I don't think it goes through. Of course I'm pretty convinced that newborn infants aren't "the same individuals" that they will one day become. So obviously this argument isn't going to be very effective in my case.

Wayne said...

@Faust I'm not sure a person has to be the same individual to have the same properties. Let's just say for the sake of argument that my identity is not the same to the person who I was when I was in my mother's womb (I wouldn't believe this normally).

My fetal self has certain properties that I still have today, like he has arms, and legs, and I have arms and legs. So even if I'm not identical to that person, doesn't mean that some of the properties of that person don't persist through time to today. Arguably my personhood persisted as well as my arms and legs.

Faust said...


When you write "Let's just say for the sake of argument that my identity is not the same to the person who I was when I was in my mother's womb (I wouldn't believe this normally)."

+-------+

* Directions:
Please reproduce the comment thread on personal identity word for word, beginning at the words "I don't think" and stopping after the words "Wayne said...".

+-------+

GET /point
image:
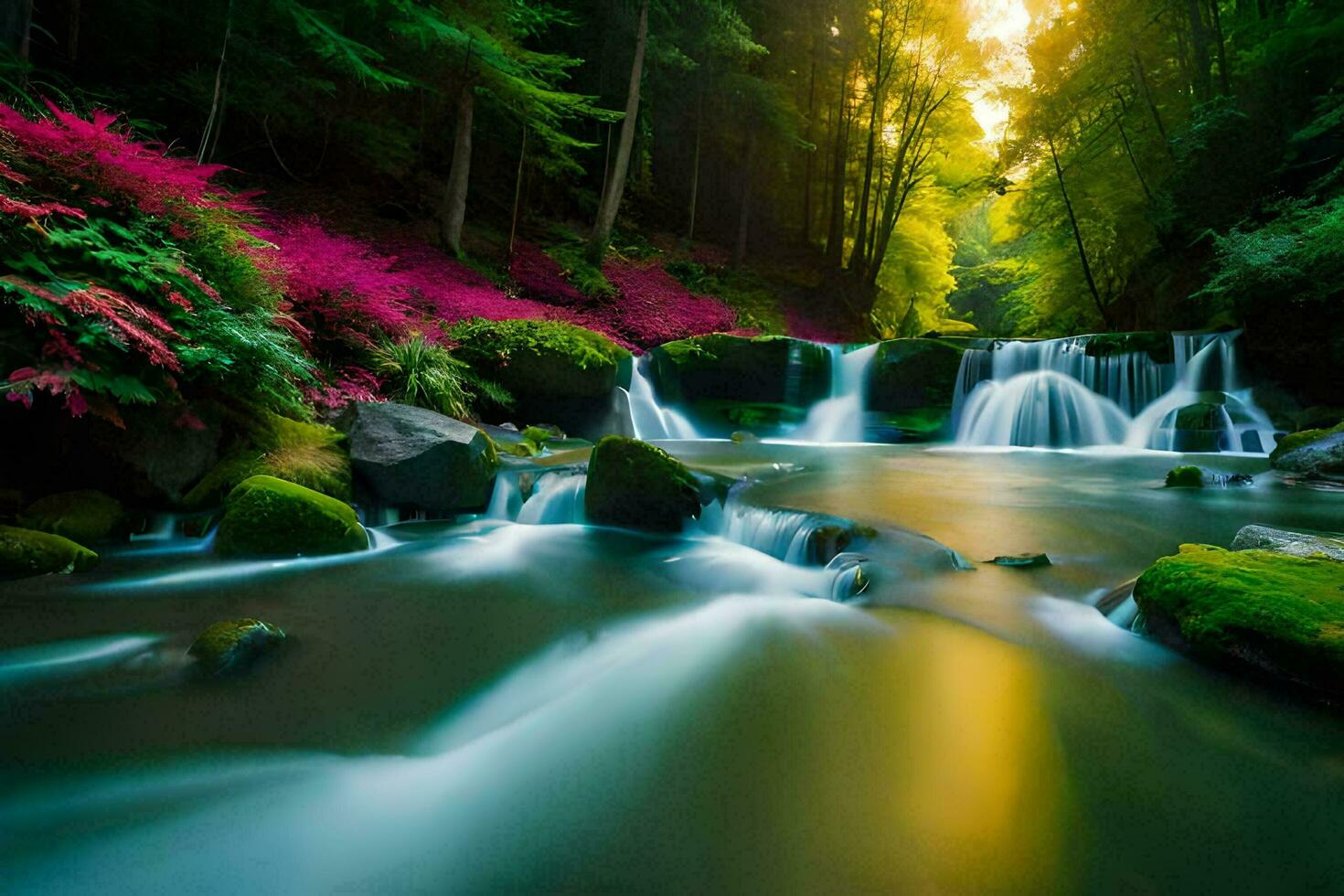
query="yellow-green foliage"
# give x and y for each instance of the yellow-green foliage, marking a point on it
(309, 454)
(265, 516)
(1253, 609)
(27, 552)
(85, 516)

+-------+

* Task result:
I don't think it goes through. Of course I'm pretty convinced that newborn infants aren't "the same individuals" that they will one day become. So obviously this argument isn't going to be very effective in my case.

Wayne said...